For the records that follow, please set down exactly the lines between the one holding "Query: black marching band jacket" and the one holding "Query: owl logo on hat", inclusive, and only those.

═══ Data supplied ═══

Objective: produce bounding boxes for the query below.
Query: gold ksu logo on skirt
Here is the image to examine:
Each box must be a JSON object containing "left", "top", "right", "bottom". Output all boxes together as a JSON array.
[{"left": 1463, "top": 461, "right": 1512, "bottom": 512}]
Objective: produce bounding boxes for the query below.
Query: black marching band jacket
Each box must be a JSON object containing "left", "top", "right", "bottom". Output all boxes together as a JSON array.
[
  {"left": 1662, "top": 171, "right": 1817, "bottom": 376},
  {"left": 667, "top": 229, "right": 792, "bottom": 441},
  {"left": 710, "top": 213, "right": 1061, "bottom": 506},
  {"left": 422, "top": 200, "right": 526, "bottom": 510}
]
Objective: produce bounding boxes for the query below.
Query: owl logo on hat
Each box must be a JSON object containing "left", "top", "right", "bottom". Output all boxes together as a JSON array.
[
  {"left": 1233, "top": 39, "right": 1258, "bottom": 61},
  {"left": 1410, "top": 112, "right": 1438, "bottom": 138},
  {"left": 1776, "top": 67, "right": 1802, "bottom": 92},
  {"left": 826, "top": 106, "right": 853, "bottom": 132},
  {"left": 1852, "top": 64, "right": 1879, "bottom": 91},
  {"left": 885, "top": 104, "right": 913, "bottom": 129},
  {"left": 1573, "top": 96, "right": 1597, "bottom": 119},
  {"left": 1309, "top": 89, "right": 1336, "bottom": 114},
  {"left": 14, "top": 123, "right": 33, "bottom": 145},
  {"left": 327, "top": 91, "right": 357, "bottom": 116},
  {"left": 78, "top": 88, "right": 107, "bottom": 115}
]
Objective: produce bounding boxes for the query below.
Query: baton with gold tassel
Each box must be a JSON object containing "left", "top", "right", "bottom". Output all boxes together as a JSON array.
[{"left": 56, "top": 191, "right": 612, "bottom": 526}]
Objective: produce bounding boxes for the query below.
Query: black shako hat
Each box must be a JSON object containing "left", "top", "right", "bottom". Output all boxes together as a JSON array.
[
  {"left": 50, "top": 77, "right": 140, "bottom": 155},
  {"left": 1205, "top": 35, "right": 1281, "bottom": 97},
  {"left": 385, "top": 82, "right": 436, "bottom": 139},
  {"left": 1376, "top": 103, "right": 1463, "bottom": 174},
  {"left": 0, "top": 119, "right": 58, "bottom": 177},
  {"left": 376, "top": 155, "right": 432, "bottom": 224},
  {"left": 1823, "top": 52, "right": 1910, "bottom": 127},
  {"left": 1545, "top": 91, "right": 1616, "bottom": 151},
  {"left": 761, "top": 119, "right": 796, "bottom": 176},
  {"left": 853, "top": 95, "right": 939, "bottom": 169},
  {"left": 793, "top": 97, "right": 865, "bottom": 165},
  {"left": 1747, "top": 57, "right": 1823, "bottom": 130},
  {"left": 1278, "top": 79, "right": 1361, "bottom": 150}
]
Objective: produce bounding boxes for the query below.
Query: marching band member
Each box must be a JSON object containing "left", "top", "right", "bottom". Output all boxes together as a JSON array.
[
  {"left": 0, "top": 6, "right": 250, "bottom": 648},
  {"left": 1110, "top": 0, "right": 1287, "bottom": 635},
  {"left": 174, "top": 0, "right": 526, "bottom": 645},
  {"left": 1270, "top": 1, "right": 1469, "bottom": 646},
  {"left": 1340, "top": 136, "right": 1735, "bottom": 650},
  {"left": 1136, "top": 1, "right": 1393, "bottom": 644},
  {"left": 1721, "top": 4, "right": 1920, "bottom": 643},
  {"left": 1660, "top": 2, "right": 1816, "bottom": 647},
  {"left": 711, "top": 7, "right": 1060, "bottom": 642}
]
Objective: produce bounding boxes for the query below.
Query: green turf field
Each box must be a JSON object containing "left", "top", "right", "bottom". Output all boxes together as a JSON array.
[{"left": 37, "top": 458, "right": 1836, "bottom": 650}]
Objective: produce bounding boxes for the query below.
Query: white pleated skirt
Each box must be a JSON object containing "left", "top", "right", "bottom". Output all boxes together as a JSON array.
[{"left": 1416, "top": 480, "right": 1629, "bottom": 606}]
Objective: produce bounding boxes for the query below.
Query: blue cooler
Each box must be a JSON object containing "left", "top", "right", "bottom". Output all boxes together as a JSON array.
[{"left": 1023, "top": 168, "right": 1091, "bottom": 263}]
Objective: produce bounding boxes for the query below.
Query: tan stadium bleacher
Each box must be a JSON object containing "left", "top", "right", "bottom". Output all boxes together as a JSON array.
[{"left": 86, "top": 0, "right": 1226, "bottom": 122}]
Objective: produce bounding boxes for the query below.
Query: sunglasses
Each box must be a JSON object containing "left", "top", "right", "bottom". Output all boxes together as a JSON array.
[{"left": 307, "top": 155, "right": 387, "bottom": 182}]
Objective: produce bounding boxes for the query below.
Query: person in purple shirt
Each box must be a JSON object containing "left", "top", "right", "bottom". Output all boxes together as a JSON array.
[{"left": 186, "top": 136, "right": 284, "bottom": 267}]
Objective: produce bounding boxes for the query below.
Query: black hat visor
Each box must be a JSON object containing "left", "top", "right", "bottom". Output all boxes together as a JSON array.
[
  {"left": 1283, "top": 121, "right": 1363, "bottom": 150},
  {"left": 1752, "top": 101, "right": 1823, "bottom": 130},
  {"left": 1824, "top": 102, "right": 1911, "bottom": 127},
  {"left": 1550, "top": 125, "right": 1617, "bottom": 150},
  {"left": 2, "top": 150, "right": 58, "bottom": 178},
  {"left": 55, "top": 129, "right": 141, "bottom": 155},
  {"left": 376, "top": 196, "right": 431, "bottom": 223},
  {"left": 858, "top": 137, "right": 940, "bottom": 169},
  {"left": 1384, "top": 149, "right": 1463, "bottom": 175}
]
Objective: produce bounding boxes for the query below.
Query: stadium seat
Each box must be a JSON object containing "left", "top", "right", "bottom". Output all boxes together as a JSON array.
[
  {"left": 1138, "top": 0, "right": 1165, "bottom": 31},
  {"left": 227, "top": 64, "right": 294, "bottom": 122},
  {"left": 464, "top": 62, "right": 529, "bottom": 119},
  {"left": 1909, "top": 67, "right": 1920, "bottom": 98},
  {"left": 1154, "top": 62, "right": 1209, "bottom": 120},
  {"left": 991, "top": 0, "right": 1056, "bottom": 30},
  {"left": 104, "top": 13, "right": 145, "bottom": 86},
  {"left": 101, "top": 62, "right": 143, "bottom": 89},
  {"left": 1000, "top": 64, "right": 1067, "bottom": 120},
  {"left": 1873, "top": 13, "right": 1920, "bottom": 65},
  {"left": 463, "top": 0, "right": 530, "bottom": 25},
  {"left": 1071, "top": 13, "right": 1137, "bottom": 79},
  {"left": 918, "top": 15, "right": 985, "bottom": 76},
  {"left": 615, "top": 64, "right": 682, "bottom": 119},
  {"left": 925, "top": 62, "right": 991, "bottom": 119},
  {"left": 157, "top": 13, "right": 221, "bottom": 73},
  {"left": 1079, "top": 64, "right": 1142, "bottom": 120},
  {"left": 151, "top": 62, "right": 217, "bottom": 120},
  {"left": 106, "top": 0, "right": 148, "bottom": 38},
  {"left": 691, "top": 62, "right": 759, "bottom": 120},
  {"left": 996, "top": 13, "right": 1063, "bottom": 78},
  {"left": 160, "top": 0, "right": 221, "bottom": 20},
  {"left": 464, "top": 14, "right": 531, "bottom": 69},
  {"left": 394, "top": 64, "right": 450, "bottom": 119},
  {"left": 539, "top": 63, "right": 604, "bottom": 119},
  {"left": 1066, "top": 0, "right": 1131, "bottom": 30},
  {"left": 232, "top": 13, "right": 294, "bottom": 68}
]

═══

» **Exercise solution**
Query: black marching band jacket
Each box must be a JSON object containing "left", "top", "right", "bottom". Output all boxes together as a JSON array.
[
  {"left": 1662, "top": 171, "right": 1817, "bottom": 376},
  {"left": 667, "top": 229, "right": 792, "bottom": 441},
  {"left": 710, "top": 213, "right": 1061, "bottom": 506},
  {"left": 422, "top": 200, "right": 526, "bottom": 510}
]
Objective: produce bounding boxes for the query below.
Query: owl logo on hat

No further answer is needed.